■ **Given entries**
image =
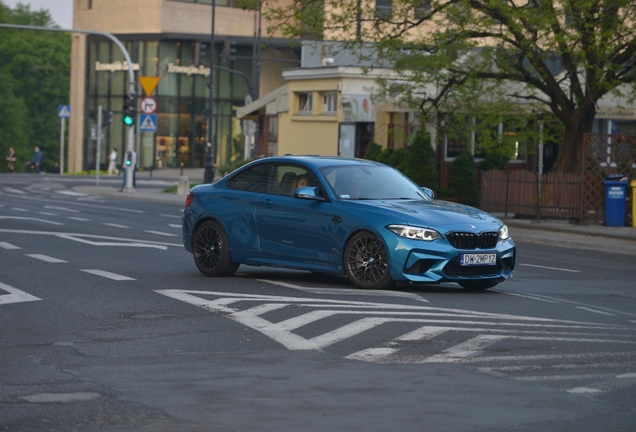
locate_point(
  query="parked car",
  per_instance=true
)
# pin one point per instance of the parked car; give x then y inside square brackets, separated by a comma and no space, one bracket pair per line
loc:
[355,217]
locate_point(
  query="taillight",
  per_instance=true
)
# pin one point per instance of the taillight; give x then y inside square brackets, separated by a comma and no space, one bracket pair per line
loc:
[189,199]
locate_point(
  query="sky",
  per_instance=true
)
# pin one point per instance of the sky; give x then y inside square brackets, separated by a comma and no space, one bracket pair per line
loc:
[61,10]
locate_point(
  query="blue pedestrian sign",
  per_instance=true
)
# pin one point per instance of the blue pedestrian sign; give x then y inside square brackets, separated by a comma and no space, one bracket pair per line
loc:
[148,123]
[64,111]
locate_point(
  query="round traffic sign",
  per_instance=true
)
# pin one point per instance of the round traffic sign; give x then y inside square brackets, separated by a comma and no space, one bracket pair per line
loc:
[148,105]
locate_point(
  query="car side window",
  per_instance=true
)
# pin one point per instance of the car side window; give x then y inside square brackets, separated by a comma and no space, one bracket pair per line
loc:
[254,179]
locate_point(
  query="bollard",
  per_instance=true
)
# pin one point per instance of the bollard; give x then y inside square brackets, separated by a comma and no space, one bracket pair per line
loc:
[184,186]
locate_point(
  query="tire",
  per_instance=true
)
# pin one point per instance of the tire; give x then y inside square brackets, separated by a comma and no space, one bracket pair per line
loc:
[366,262]
[211,250]
[478,285]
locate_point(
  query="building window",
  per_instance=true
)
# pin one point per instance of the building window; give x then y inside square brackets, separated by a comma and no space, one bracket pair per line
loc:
[305,103]
[330,103]
[383,8]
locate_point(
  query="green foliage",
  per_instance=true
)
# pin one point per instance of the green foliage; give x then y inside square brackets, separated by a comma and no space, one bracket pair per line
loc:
[420,163]
[463,179]
[372,151]
[34,80]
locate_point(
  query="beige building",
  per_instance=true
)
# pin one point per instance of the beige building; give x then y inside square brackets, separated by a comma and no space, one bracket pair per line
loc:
[169,39]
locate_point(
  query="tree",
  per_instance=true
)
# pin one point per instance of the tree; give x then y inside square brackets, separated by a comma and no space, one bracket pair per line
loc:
[420,164]
[463,179]
[34,70]
[526,57]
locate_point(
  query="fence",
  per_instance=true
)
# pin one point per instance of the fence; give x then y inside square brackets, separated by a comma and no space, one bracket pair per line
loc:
[516,193]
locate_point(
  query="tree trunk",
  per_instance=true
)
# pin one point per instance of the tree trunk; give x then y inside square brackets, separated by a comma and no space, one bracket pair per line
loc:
[571,149]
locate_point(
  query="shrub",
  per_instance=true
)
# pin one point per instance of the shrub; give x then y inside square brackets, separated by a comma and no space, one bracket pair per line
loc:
[463,179]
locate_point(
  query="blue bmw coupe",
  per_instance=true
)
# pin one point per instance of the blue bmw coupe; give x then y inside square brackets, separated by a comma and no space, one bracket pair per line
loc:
[333,215]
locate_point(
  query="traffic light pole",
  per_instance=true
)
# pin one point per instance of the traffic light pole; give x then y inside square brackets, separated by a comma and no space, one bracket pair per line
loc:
[131,86]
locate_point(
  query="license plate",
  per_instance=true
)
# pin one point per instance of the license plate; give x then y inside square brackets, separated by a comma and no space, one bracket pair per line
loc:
[478,259]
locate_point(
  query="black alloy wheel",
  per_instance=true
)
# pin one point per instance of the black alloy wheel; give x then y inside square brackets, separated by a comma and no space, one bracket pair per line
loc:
[366,262]
[211,250]
[479,285]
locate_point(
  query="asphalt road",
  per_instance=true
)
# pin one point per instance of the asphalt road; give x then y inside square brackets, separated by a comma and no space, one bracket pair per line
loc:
[105,324]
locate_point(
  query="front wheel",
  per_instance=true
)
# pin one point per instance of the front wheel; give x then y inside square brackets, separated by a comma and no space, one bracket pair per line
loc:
[478,285]
[366,262]
[211,250]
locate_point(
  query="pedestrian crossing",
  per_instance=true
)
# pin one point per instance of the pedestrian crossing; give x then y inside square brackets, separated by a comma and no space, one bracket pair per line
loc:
[479,340]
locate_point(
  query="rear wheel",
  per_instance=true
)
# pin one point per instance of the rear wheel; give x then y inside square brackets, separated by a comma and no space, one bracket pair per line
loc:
[478,285]
[211,250]
[366,262]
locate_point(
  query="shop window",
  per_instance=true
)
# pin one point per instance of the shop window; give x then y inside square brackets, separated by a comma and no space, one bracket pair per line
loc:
[305,103]
[330,103]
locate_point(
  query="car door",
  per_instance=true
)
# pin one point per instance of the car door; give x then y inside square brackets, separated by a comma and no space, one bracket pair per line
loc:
[291,228]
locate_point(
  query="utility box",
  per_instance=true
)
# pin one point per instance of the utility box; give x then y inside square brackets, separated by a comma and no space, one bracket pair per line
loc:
[615,196]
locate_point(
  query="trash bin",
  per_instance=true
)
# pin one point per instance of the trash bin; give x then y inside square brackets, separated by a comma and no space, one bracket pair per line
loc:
[633,184]
[615,195]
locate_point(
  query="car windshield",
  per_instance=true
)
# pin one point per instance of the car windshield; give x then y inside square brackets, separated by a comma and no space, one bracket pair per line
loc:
[358,182]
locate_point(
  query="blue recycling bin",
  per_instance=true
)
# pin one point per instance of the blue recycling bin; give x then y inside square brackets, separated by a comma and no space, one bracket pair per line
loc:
[615,196]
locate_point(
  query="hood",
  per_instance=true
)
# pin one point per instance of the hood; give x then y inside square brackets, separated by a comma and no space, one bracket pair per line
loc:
[436,213]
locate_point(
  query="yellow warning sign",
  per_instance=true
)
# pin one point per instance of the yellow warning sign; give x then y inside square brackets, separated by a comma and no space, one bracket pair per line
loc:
[149,84]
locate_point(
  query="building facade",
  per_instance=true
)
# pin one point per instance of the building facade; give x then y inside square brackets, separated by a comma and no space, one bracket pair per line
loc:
[170,39]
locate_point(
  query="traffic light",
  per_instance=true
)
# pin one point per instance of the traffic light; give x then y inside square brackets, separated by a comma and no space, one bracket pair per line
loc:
[129,110]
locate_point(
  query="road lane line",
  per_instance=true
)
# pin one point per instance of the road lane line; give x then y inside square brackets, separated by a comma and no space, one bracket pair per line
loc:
[595,311]
[8,246]
[45,258]
[62,208]
[161,233]
[551,268]
[30,218]
[15,296]
[109,275]
[115,225]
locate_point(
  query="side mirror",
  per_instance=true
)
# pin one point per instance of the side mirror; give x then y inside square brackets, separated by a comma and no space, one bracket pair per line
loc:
[428,191]
[311,192]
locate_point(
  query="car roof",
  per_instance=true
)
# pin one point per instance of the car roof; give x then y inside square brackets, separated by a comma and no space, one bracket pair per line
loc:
[320,161]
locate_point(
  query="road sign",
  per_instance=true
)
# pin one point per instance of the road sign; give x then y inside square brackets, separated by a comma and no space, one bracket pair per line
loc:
[148,123]
[64,111]
[148,105]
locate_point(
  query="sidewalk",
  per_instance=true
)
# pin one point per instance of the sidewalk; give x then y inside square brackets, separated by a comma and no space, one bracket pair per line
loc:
[621,240]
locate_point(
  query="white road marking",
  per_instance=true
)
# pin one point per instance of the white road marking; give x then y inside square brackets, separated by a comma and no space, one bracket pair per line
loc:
[162,233]
[115,225]
[595,311]
[551,268]
[12,190]
[46,258]
[9,246]
[30,218]
[109,275]
[346,291]
[15,295]
[62,209]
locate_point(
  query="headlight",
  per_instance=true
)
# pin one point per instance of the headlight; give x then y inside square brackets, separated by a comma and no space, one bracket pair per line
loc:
[503,232]
[415,233]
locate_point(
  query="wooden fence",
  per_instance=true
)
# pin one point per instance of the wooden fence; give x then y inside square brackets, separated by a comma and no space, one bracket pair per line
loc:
[516,193]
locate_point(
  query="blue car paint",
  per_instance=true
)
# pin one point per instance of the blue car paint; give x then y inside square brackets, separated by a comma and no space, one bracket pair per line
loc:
[261,231]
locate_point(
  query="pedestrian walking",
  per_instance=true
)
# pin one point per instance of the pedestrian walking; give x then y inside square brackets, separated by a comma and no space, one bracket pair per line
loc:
[112,165]
[133,168]
[36,160]
[11,160]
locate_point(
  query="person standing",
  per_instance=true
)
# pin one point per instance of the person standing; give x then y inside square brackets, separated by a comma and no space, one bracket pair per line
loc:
[11,160]
[133,165]
[112,165]
[36,160]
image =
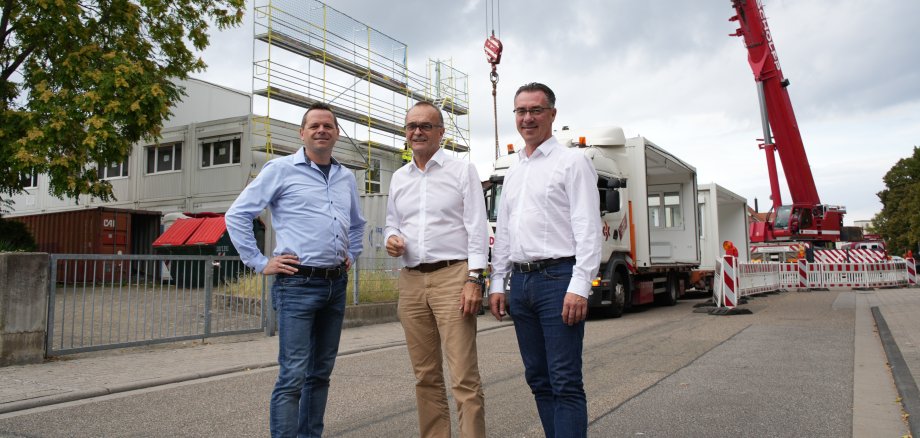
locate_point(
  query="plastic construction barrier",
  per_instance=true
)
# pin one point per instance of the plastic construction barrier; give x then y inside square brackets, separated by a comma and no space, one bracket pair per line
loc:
[737,280]
[867,275]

■ **Directions**
How many lines of the material above contain the string "asphalt"? Give only the number.

■ **Solution for this task**
2